### THE TASK
Quote every line below exactly as it reads.

### DATA SECTION

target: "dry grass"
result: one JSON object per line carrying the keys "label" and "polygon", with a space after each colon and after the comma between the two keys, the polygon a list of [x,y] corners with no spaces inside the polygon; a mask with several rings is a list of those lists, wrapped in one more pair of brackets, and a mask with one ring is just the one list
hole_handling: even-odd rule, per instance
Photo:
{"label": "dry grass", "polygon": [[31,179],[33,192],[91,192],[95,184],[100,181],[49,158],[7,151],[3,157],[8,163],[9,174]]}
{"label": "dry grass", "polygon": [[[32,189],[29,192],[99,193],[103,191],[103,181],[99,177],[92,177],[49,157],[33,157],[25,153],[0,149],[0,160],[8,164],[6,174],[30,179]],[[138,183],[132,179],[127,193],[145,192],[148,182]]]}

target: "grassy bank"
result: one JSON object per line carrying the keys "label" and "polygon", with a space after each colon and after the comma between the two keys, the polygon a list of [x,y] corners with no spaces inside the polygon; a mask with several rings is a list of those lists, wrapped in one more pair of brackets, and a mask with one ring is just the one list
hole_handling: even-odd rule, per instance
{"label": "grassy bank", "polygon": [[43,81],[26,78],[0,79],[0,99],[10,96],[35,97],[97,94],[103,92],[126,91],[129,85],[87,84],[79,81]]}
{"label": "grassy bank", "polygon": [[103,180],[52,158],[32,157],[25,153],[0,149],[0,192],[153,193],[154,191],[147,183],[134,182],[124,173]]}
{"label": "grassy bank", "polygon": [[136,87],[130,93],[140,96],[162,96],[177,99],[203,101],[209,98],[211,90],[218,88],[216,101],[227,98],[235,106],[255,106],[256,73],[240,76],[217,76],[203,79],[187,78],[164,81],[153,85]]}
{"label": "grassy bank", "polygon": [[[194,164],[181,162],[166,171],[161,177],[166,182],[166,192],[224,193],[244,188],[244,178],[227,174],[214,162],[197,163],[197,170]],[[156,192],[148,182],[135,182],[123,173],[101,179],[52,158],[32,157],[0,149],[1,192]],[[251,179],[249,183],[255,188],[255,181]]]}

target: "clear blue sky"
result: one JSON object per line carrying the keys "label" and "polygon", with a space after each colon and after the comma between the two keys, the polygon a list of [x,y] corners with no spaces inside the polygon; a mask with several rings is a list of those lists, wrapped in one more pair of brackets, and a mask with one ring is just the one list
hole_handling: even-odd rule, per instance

### SOLUTION
target: "dry grass"
result: one JSON object per line carrying the keys "label" and "polygon", with a space after each colon and after the comma between the two keys, the polygon a list of [x,y] corners with no spaces inside the polygon; a mask with several rings is a list of those lists, wrapped in one more pair of brackets, and a mask with one ring is just the one list
hole_handling: even-odd rule, per instance
Photo:
{"label": "dry grass", "polygon": [[31,179],[33,192],[91,192],[95,184],[100,181],[49,158],[7,151],[3,157],[8,163],[9,174]]}
{"label": "dry grass", "polygon": [[[32,189],[29,192],[99,193],[103,191],[103,181],[99,177],[92,177],[49,157],[33,157],[25,153],[0,149],[0,160],[8,164],[6,174],[30,179]],[[138,183],[132,179],[127,193],[145,192],[148,182]]]}

target: "grassy bank"
result: one JSON object per line carrying the keys "label" and "polygon", with a space after each colon and after the comma between the two keys, the polygon a list of [x,y] corners with no spaces inside the polygon; a mask with several rings is a list of those lists, wrapped in one more pair of brackets, and a mask with one ring is just the one list
hole_handling: even-odd rule, per instance
{"label": "grassy bank", "polygon": [[43,81],[26,78],[0,79],[0,99],[10,96],[35,97],[97,94],[103,92],[126,91],[129,85],[87,84],[79,81]]}
{"label": "grassy bank", "polygon": [[103,180],[52,158],[32,157],[25,153],[0,149],[0,192],[153,193],[154,191],[147,183],[134,182],[124,173]]}
{"label": "grassy bank", "polygon": [[136,87],[130,93],[140,96],[162,96],[177,99],[203,101],[209,98],[211,90],[218,88],[216,101],[227,98],[235,106],[255,106],[256,73],[240,76],[217,76],[203,79],[187,78],[164,81],[153,85]]}
{"label": "grassy bank", "polygon": [[[194,164],[181,162],[166,171],[161,177],[166,182],[166,192],[224,193],[244,188],[244,178],[227,174],[214,162],[197,163],[197,170]],[[156,192],[148,182],[135,182],[123,173],[101,179],[52,158],[32,157],[0,149],[1,192]],[[251,179],[249,183],[255,188],[255,181]]]}

target: "clear blue sky"
result: one JSON object per line carrying the keys "label" and "polygon", with a space after each colon and after the comma between the two keys, the polygon a list of [x,y] corners with no spaces inside the polygon; a mask with several rings is a list of those lists, wrapped in one more pair of brackets, and a mask with one ring is just the one list
hole_handling: even-odd rule, per instance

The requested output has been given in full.